**REQUESTS**
#1 Revise the blog post from "This blog was" up to and including "life Angry Bird.", replacing "blog" with "post" throughout.
#2 On what date was the Pet Peeves entry posted, according to the blog post?
#3 Pick up the blog post about the car safety inspection from its final line and continue it.

**PASSAGE TO READ**
Saturday, December 31, 2011

Most popular posts of 2011

Ah, New Year’s Eve. That time when I look back at the previous year and think, “What the heck? How did it go by so quickly?”

It’s also time for me to review the most popular blogs of the year—based on the number of times people accessed that blog from anywhere in the world. (This Blogger program has some nifty tools that show me stats.)

Here are the top five, with my personal favorites listed at the end.

Number 5: Updates and announcements

This blog was posted on May 7th and was basically "here is where I stand on various writing projects". It was the first time I posted a preview of my second book, The Waxing Moon, as well as previewing The Mirror of the Soul. I still have high hopes that these books will see the light of day in 2012.

Number 4: When Billboard Go Wrong

This June 12th blog is one of my humourous posts that provided some odd billboard choices.

Number 3: Questions

This post was added on July 20th. It lists a bunch of questions like, ""When I erase a word with a pencil, where does it go?"

Number 2: Angry Birds

On May 22nd, I posted this true story of a real life Angry Bird.

Number 1: Pet Peeves

This September 28th blog took off for what ever reason. It had over 1,000 more hits than the second most popular blog--even with it coming so late in the year. I guess people can really relate to the ones I posted.

My personal favorites that didn't make the list:

Double your money back

Serving suggestions

(Almost) famous quotes

Why did I like the last three so much? Read them and find out for yourself!

Monday, December 26, 2011

Happy Tobacco Days!

I recently had to get my car safety inspected. To do so, I went to a local shop that looks to have been around forever. Though there were only a few cars in the parking lot, the lobby was fairly full. I was greeted warmly and gave my keys and registration to the man at the desk.

“It won’t be long—don’t you worry none, most these folks are just here to shoot the bull.”

Location identification entries
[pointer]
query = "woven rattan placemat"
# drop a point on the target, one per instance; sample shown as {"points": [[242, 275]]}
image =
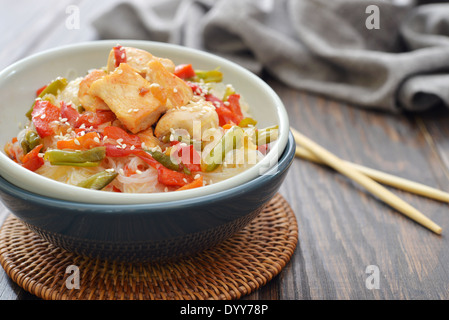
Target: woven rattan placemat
{"points": [[230, 270]]}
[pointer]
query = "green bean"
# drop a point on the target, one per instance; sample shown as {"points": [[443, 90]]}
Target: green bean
{"points": [[99, 180], [209, 75], [232, 139], [267, 135], [53, 88], [79, 158]]}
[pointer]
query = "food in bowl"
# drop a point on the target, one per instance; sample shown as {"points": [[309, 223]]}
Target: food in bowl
{"points": [[140, 124]]}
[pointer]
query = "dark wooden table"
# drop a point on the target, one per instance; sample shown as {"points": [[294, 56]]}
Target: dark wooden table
{"points": [[343, 230]]}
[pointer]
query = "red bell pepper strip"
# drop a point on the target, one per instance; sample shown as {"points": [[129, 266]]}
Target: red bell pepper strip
{"points": [[69, 113], [113, 150], [88, 141], [184, 71], [194, 184], [166, 176], [172, 178], [44, 113], [117, 133], [188, 156], [39, 91], [31, 160], [229, 113], [88, 118], [120, 55], [234, 106]]}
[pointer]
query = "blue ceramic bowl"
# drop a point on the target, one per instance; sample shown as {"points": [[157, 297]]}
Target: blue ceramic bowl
{"points": [[147, 232]]}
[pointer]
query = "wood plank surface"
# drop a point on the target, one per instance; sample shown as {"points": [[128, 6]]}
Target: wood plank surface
{"points": [[342, 228]]}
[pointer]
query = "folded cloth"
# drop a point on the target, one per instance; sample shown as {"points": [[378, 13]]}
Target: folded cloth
{"points": [[378, 54]]}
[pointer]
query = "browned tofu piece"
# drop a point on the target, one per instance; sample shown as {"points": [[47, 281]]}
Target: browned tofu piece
{"points": [[177, 91], [129, 96], [138, 59], [148, 138], [89, 102]]}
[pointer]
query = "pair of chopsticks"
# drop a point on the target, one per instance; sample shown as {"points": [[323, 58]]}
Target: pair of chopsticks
{"points": [[370, 179]]}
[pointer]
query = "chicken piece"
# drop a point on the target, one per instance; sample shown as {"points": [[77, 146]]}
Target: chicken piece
{"points": [[138, 59], [147, 137], [89, 102], [178, 92], [130, 97], [195, 118]]}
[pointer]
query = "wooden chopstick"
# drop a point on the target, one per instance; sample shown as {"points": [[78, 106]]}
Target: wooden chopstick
{"points": [[369, 184], [384, 178]]}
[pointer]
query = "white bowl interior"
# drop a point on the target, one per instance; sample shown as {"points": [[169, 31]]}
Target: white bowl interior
{"points": [[17, 91]]}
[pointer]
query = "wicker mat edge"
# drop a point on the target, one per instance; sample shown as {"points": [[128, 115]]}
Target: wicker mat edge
{"points": [[235, 268]]}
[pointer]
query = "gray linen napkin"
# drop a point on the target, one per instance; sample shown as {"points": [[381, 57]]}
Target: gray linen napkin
{"points": [[322, 46]]}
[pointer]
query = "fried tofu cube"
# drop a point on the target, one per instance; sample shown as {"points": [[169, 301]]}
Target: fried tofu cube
{"points": [[89, 102], [138, 59], [122, 91], [177, 91]]}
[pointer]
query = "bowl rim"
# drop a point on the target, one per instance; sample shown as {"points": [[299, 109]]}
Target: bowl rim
{"points": [[96, 196], [100, 209]]}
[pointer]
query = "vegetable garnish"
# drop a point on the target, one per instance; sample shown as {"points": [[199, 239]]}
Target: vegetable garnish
{"points": [[140, 124]]}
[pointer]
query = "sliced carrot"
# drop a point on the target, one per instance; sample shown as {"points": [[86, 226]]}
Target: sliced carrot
{"points": [[192, 185]]}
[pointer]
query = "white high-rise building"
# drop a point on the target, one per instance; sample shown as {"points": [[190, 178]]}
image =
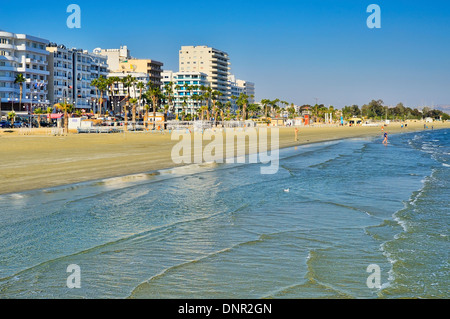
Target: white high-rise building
{"points": [[87, 67], [214, 63], [115, 57], [61, 70], [23, 54], [71, 74], [121, 92], [186, 85], [239, 87]]}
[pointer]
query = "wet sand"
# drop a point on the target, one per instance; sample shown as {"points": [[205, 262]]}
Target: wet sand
{"points": [[38, 161]]}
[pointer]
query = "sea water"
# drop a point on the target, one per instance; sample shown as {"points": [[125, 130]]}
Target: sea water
{"points": [[226, 231]]}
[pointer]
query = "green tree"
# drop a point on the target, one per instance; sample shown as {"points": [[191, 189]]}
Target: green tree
{"points": [[20, 79], [66, 108], [39, 111], [154, 93]]}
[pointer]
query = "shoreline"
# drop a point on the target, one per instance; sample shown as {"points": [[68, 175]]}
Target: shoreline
{"points": [[38, 162]]}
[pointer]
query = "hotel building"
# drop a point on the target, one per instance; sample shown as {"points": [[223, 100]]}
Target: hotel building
{"points": [[71, 74], [151, 67], [120, 91], [183, 98], [214, 63], [115, 57], [23, 54], [239, 87]]}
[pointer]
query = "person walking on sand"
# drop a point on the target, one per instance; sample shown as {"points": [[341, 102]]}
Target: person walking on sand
{"points": [[385, 138]]}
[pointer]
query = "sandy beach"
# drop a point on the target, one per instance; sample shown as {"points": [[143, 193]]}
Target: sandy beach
{"points": [[42, 161]]}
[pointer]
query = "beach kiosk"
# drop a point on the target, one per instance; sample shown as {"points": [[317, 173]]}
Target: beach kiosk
{"points": [[355, 121]]}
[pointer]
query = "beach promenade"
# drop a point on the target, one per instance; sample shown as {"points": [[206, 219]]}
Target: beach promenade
{"points": [[42, 161]]}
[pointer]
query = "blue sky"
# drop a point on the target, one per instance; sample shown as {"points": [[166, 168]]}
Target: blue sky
{"points": [[293, 50]]}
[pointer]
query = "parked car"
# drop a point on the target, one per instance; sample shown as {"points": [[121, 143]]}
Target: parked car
{"points": [[5, 124]]}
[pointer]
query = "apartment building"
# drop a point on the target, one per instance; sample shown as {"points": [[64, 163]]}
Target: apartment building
{"points": [[239, 87], [71, 74], [151, 67], [115, 57], [60, 66], [186, 85], [214, 63], [88, 67], [27, 55], [121, 92]]}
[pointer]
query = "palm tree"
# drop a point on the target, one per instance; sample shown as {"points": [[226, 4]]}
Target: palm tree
{"points": [[20, 79], [242, 101], [111, 82], [39, 112], [215, 95], [12, 116], [101, 84], [154, 93], [266, 103], [140, 86], [147, 109], [48, 112], [128, 82], [133, 103], [168, 94], [66, 108]]}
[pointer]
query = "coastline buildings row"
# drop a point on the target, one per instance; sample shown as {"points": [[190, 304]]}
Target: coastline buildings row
{"points": [[54, 73]]}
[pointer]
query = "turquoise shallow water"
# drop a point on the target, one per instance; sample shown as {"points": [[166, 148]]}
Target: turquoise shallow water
{"points": [[226, 231]]}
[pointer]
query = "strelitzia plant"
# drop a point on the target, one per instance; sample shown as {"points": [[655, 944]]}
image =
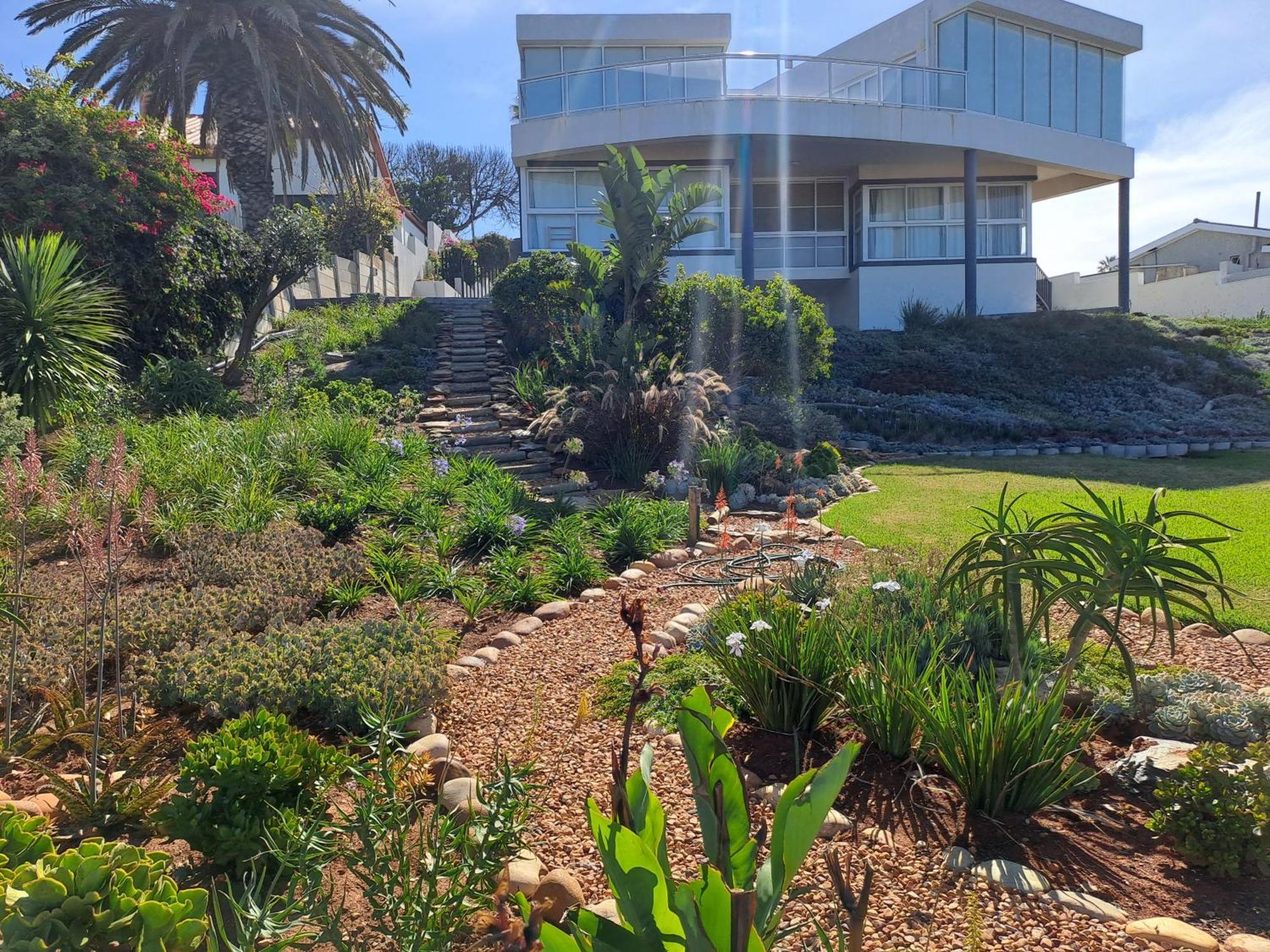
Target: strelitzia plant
{"points": [[735, 906]]}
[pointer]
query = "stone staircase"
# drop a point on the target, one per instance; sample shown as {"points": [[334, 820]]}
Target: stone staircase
{"points": [[472, 407]]}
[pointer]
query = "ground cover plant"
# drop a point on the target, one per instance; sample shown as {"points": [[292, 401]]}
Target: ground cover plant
{"points": [[1050, 376], [1226, 487], [1216, 809]]}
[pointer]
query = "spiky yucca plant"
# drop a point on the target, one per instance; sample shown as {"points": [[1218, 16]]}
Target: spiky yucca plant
{"points": [[58, 324]]}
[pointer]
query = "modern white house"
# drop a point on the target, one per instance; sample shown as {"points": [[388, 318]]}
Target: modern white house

**OUTPUTS**
#1
This post was posted on May 7th and was basically "here is where I stand on various writing projects". It was the first time I posted a preview of my second book, The Waxing Moon, as well as previewing The Mirror of the Soul. I still have high hopes that these books will see the light of day in 2012.

Number 4: When Billboard Go Wrong

This June 12th post is one of my humourous posts that provided some odd billboard choices.

Number 3: Questions

This post was added on July 20th. It lists a bunch of questions like, ""When I erase a word with a pencil, where does it go?"

Number 2: Angry Birds

On May 22nd, I posted this true story of a real life Angry Bird.

#2 September 28th.

#3
“Yup,” another man said. He was old and had very few teeth in his mouth. “When you git to be our age, not much else to do but sit around and talk.”

I smiled at them and took a seat.

“So, as I was telling you, Tommy,” the nearly toothless man said, “Billy Bob was getting’ tired of that woodpecker waking him up in the morning. So, one day he got fed up and took his shotgun to the bird. He unloaded but didn’t hit a feather. His old lady came screamin’ out of the house. ‘Billy Bob! What in tarnation are you doin’? You can’t shoot a gun in town!’ She then saw all the holes in the house caused by the buckshot. Billy Bob knew he was in trouble, so ‘fore she could say anything, he said, ‘I had to do somethin’! Look at all the holes the woodpecker has made in the house!’”

I couldn’t help myself, I started laughing.

“What’s so funny?” Tommy, the man behind the counter asked.

Shrugging my shoulders, I responded, “It was a funny story.”

“It was, wasn’t it?” Tommy then looked me over. “You’re not from around here, are ya?”

“I’ve lived all over the country. I moved here about 4 years ago.”

The nearly toothless man mumbled something under his breath about how all these Yankees were ruining things.

“Now, now there Smoky,” Tommy said to the older man. “This fella ain’t done nothin’ wrong.”

Smoky folded his arms and grunted.

“Don’tcha mind him none,” Tommy said. “Ol’ Smoky is holdin’ a grudge over Tobacco Days.”

“Tobacco Days?” I asked.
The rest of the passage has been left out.